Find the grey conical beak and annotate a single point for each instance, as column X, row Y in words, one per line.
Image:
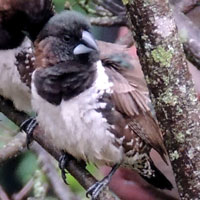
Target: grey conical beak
column 87, row 44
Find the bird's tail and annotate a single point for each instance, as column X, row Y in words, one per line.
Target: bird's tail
column 158, row 179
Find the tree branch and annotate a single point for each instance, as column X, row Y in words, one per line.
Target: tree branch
column 61, row 190
column 24, row 191
column 81, row 174
column 172, row 90
column 3, row 195
column 15, row 147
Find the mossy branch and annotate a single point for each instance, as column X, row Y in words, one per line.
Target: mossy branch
column 172, row 91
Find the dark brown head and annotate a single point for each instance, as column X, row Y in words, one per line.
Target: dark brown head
column 66, row 37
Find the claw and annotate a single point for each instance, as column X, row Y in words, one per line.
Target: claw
column 95, row 189
column 28, row 126
column 63, row 160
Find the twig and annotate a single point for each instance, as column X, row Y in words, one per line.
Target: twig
column 3, row 195
column 61, row 190
column 24, row 191
column 185, row 6
column 126, row 40
column 108, row 21
column 81, row 174
column 15, row 147
column 190, row 35
column 172, row 90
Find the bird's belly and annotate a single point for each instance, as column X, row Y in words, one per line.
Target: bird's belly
column 77, row 128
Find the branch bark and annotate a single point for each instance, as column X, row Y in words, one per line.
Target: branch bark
column 172, row 91
column 61, row 190
column 81, row 174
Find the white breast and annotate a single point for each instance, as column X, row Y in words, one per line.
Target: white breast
column 11, row 86
column 76, row 127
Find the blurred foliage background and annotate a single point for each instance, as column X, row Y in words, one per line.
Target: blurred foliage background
column 15, row 173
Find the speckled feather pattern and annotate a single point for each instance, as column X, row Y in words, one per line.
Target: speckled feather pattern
column 87, row 131
column 11, row 86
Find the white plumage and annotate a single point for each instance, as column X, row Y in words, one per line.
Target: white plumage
column 82, row 131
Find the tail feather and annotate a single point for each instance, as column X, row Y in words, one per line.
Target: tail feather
column 158, row 179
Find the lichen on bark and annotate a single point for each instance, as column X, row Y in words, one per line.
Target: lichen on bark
column 171, row 89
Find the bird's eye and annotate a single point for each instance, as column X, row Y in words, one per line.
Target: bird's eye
column 66, row 38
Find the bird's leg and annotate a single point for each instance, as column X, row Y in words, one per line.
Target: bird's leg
column 63, row 160
column 95, row 189
column 28, row 126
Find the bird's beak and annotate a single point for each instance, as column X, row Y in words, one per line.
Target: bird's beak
column 86, row 45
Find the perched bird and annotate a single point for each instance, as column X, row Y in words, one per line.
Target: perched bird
column 92, row 111
column 17, row 17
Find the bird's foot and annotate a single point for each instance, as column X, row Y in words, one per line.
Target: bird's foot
column 28, row 126
column 95, row 189
column 63, row 160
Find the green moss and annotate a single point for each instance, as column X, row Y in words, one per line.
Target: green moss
column 125, row 2
column 162, row 56
column 180, row 137
column 169, row 98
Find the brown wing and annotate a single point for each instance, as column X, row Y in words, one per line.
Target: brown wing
column 131, row 98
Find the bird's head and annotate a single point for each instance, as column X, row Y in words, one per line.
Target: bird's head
column 67, row 37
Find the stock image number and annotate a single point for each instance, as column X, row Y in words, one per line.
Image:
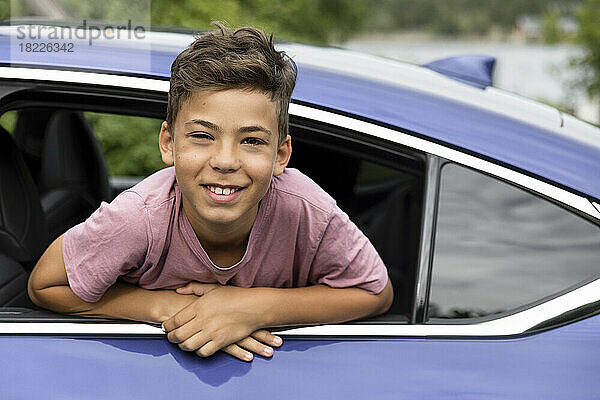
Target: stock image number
column 46, row 47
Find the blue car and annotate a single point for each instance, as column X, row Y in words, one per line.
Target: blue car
column 485, row 207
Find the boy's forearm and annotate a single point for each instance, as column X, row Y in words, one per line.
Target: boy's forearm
column 321, row 304
column 122, row 301
column 49, row 288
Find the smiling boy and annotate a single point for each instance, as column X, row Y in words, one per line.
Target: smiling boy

....................

(Activity):
Look above for the line with "Target: tree branch" and the line with "Find the claw". Write out those two lines and all the lines between them, exactly, and no others.

(Task output):
Target: tree branch
column 61, row 190
column 24, row 191
column 81, row 174
column 172, row 90
column 3, row 195
column 15, row 147
Find the mossy branch and annotate a single point for each instance, as column X, row Y in words, one per line.
Target: mossy branch
column 172, row 91
Find the dark brown head and annotate a single point for each instance, as column X, row Y in words, one per line.
Target: dark brown head
column 66, row 37
Find the claw and annotate a single point for each instance, as column X, row Y in words, one per line.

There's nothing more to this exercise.